**DOCUMENT SECTION**
——————————

Today, I am a little annoyed because I still have not been able sample any of my swap beers yet. Yesterday, the GFCI that my beer fridge is plugged into in my shop got fried on Thursday by the foundation repair guys so the beer was not cold until bedtime last night. It took some time to replace the GFCI and by then, it took a while for that little mini fridge to that much liquid and aluminum mass back down to drinking temperature. And today, I cannot really drink any beer this afternoon because it is our anniversary and we are going out to (over) eat at our favorite nearby Mexican restaurant. I have to save room for that AND be able to drive there and back. I guess I should have started this morning-and skipped lunch. Oh well.


----------



## HokieKen

No salmon SteveN? Poor fella! I love it grilled or smoked (hot smoked not cold smoked so much). I smoke a batch and give my mom half of it. Then I'll eat it for dinner next week.

With some of momma's homemade cole slaw, an Iowa beer, and a few baby 'maters I just snatched off the vine


----------



## HokieKen

Oh I have been meaning to mention this for several days!! As y'all may remember, pizza is one of my favoriite things to make on my egg and I know some of you make grilled pizza too. Well there's a new show on Netflix called Chefs Table: Pizza. And the first episode in particular is a good watch if you're a pizza fan  All the episodes I watched were okay but the first one is my favorite.


----------



## splintergroup

+1

Favorite pizza is double pepperoni slathered with green chile, *YUM!*

Sorry, fish, pineapple, vegetables (GC excluded) are not allowed.


----------



## duckmilk

I like pizza if it has double or triple meat, not a veggie fan except for green chile, oh yea. One of my favorite breakfasts is left over pizza with green chile and a fried egg on top.


----------



## splintergroup

When I was in school, it was cold beer and hot pizza for dinner, warm beer and cold pizza for breakfast (If the cooler had warmed up)


----------



## HokieKen

Sausage and onions for me please. I like veggies on my pizza, onions, peppers of most any kind, and mushrooms particularly. Another one I really like but have never made is a buffalo chicken pie.


----------



## RyanGi

Just plain ol' pepperoni for me…layers of it!


----------



## Keebler1

Give me a supreme with everything on it except pineapple pineapple doesnt belong on pizza


----------



## pottz

> No salmon SteveN? Poor fella! I love it grilled or smoked (hot smoked not cold smoked so much). I smoke a batch and give my mom half of it. Then I'll eat it for dinner next week.

——————————

**STATED PROBLEM 1**
According to the forum thread, what is the name of the new Netflix show about pizza?
**STATED PROBLEM 2**
Write out the forum thread from "Sausage and onions" up to and including "buffalo chicken pie." again, substituting "olives" for "mushrooms".
**STATED PROBLEM 3**
Which usernames appear as post headers in the forum thread? List each one once.

——————————

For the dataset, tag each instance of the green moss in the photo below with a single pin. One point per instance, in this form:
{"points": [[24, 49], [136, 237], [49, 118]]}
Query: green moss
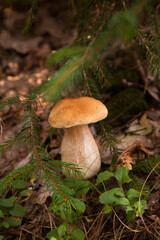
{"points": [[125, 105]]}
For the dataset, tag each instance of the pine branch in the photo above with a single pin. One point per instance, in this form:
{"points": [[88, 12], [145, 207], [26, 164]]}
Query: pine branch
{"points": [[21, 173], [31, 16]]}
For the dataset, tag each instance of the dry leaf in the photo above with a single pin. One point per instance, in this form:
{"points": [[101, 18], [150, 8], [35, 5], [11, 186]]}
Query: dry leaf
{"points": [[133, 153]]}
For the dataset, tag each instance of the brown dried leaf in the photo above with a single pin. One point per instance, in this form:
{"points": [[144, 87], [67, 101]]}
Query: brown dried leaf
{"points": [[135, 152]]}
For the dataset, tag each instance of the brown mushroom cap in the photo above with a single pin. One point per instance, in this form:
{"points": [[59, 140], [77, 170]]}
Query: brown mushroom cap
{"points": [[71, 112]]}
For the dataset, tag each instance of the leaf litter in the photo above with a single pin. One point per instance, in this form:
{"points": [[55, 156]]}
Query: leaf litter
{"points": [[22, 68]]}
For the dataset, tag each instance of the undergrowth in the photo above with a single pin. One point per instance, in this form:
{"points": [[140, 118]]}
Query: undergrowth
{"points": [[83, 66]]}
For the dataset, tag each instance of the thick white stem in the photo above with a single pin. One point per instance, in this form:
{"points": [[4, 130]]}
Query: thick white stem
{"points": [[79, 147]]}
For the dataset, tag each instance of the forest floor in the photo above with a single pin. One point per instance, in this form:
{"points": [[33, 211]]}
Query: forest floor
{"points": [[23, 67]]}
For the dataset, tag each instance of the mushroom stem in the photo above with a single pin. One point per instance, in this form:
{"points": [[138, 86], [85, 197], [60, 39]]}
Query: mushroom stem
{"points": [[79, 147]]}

——————————

**CORRECT RESPONSE 1**
Chefs Table: Pizza

**CORRECT RESPONSE 2**
Sausage and onions for me please. I like veggies on my pizza, onions, peppers of most any kind, and olives particularly. Another one I really like but have never made is a buffalo chicken pie.

**CORRECT RESPONSE 3**
HokieKen, splintergroup, duckmilk, RyanGi, Keebler1, pottz